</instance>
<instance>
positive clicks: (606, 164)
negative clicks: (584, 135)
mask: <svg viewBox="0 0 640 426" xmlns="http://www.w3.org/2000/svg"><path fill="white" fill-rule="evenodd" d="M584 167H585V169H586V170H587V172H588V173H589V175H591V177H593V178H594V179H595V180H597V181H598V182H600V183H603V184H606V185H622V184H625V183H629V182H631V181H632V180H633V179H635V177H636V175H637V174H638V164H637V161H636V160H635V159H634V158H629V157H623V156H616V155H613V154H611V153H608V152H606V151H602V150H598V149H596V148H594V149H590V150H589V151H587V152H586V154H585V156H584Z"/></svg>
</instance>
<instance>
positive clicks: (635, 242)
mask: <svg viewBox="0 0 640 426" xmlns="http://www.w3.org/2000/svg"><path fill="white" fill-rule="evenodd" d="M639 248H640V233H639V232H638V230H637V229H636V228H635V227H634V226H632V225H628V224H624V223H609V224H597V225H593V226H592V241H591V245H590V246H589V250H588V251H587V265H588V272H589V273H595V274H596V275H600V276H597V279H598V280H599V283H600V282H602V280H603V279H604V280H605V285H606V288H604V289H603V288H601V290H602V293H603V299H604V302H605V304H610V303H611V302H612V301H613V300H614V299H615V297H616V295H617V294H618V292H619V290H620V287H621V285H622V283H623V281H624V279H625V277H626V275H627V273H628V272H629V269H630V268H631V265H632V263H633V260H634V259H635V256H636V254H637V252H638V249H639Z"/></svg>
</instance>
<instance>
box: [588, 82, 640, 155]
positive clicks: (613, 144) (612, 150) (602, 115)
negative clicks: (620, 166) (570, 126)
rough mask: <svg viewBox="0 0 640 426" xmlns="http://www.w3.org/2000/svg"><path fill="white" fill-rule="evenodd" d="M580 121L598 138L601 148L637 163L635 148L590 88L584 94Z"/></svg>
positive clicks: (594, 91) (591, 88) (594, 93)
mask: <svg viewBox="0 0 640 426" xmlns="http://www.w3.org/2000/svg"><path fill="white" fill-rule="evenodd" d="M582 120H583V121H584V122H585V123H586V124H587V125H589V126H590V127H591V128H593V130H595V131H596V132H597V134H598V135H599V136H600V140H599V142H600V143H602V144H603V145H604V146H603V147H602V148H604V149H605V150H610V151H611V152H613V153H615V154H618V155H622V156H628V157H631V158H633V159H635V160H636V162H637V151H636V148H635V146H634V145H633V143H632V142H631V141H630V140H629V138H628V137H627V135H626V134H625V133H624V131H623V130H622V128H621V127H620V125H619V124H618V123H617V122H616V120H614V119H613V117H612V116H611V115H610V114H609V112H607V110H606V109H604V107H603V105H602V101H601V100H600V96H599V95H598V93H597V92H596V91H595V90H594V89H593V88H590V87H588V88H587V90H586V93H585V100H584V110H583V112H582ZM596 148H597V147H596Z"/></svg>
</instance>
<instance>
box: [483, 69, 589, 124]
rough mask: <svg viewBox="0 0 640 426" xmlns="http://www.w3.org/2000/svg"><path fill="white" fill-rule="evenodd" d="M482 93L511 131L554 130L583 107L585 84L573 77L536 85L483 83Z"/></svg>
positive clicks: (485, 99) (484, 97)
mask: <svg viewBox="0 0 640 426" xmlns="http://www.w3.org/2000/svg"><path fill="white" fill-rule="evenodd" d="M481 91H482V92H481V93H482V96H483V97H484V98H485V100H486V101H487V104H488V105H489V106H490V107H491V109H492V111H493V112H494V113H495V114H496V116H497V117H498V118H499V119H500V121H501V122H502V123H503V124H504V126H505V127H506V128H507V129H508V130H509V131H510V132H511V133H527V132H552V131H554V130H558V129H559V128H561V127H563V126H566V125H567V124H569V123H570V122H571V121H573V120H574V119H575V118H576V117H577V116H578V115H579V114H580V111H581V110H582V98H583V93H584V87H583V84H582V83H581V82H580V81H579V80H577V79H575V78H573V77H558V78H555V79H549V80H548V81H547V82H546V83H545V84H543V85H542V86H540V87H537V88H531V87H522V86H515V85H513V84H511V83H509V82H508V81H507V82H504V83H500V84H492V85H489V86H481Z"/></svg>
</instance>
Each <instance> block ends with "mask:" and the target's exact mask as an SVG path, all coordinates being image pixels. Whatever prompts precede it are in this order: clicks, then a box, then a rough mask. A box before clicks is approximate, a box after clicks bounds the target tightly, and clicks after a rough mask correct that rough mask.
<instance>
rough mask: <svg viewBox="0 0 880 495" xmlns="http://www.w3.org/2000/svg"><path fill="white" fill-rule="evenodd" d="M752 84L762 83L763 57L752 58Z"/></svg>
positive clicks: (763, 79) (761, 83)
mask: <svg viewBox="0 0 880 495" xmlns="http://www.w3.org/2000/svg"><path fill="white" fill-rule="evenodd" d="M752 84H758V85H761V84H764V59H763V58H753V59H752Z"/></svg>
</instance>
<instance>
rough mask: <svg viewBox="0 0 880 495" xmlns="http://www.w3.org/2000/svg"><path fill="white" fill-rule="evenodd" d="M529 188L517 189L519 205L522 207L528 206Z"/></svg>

TASK PROMPT » All records are to be retyped exactly. None may be omitted.

SOLUTION TO THE PROBLEM »
</instance>
<instance>
positive clicks: (606, 164)
negative clicks: (584, 135)
mask: <svg viewBox="0 0 640 426" xmlns="http://www.w3.org/2000/svg"><path fill="white" fill-rule="evenodd" d="M584 167H585V169H586V170H587V172H588V173H589V175H591V177H593V178H594V179H595V180H597V181H598V182H600V183H603V184H606V185H622V184H625V183H629V182H631V181H632V180H633V179H635V177H636V175H637V174H638V164H637V161H636V160H635V159H634V158H629V157H623V156H616V155H613V154H611V153H608V152H606V151H602V150H598V149H596V148H594V149H590V150H589V151H587V152H586V154H585V156H584Z"/></svg>
</instance>
<instance>
positive clicks: (635, 242)
mask: <svg viewBox="0 0 640 426" xmlns="http://www.w3.org/2000/svg"><path fill="white" fill-rule="evenodd" d="M639 248H640V233H639V232H638V230H637V229H636V228H635V227H634V226H632V225H628V224H624V223H609V224H597V225H593V226H592V241H591V245H590V246H589V250H588V251H587V265H588V272H589V273H595V274H596V275H600V276H597V279H598V280H599V283H600V282H602V280H603V279H604V280H605V285H606V288H604V289H603V288H601V290H602V293H603V299H604V302H605V304H610V303H611V302H612V301H613V300H614V299H615V297H616V295H617V294H618V292H619V290H620V287H621V285H622V283H623V281H624V279H625V277H626V275H627V273H628V272H629V269H630V268H631V265H632V263H633V260H634V259H635V256H636V254H637V252H638V249H639Z"/></svg>
</instance>
<instance>
box: [588, 82, 640, 155]
positive clicks: (613, 144) (612, 150) (602, 115)
negative clicks: (620, 166) (570, 126)
rough mask: <svg viewBox="0 0 640 426" xmlns="http://www.w3.org/2000/svg"><path fill="white" fill-rule="evenodd" d="M580 121L598 138L601 148L637 163L635 148L590 88L584 94Z"/></svg>
positive clicks: (594, 91) (591, 88) (594, 93)
mask: <svg viewBox="0 0 640 426" xmlns="http://www.w3.org/2000/svg"><path fill="white" fill-rule="evenodd" d="M582 120H583V121H584V122H585V123H586V124H587V125H589V126H590V127H591V128H593V130H595V131H596V132H597V134H598V135H599V136H600V140H599V142H600V143H602V144H603V145H604V146H603V147H602V148H604V149H605V150H610V151H611V152H613V153H615V154H618V155H622V156H628V157H631V158H633V159H635V160H636V162H637V151H636V148H635V146H634V145H633V143H632V142H631V141H630V140H629V138H628V137H627V135H626V134H625V133H624V131H623V130H622V128H621V127H620V125H619V124H618V123H617V122H616V120H614V119H613V117H612V116H611V115H610V114H609V112H607V110H606V109H604V107H603V105H602V101H601V100H600V96H599V95H598V93H597V92H596V91H595V90H594V89H593V88H590V87H588V88H587V90H586V93H585V100H584V110H583V112H582ZM596 148H597V147H596Z"/></svg>
</instance>
<instance>
box: [483, 69, 589, 124]
rough mask: <svg viewBox="0 0 640 426" xmlns="http://www.w3.org/2000/svg"><path fill="white" fill-rule="evenodd" d="M482 93L511 131L554 130L583 107L585 84L573 77L536 85L483 83Z"/></svg>
positive clicks: (485, 99) (484, 97)
mask: <svg viewBox="0 0 640 426" xmlns="http://www.w3.org/2000/svg"><path fill="white" fill-rule="evenodd" d="M481 91H482V92H481V93H482V96H483V97H484V98H485V100H486V101H487V104H488V105H489V106H490V107H491V109H492V111H493V112H494V113H495V114H496V116H497V117H498V118H499V119H500V121H501V122H502V123H503V124H504V126H505V127H506V128H507V129H508V130H509V131H510V132H511V133H527V132H552V131H554V130H558V129H559V128H561V127H563V126H566V125H567V124H569V123H570V122H571V121H573V120H574V119H575V118H576V117H577V116H578V115H579V114H580V111H581V110H582V98H583V93H584V87H583V84H582V83H581V82H580V81H579V80H577V79H575V78H573V77H558V78H555V79H549V80H548V81H547V82H546V83H545V84H543V85H542V86H540V87H537V88H531V87H522V86H515V85H513V84H511V83H509V82H508V81H507V82H504V83H500V84H492V85H489V86H481Z"/></svg>
</instance>
Each <instance> block ends with "mask:" and the target's exact mask as an SVG path, all coordinates being image pixels. Whatever prompts precede it are in this order: clicks, then a box, then a rough mask. A box before clicks is approximate, a box after clicks bounds the target tightly, and clicks after a rough mask correct that rough mask.
<instance>
rough mask: <svg viewBox="0 0 880 495" xmlns="http://www.w3.org/2000/svg"><path fill="white" fill-rule="evenodd" d="M752 84L762 83L763 57L752 58Z"/></svg>
positive clicks: (763, 79) (761, 83)
mask: <svg viewBox="0 0 880 495" xmlns="http://www.w3.org/2000/svg"><path fill="white" fill-rule="evenodd" d="M752 84H758V85H761V84H764V59H763V58H753V59H752Z"/></svg>
</instance>
<instance>
rough mask: <svg viewBox="0 0 880 495" xmlns="http://www.w3.org/2000/svg"><path fill="white" fill-rule="evenodd" d="M529 188L517 189L519 205L522 207L528 206Z"/></svg>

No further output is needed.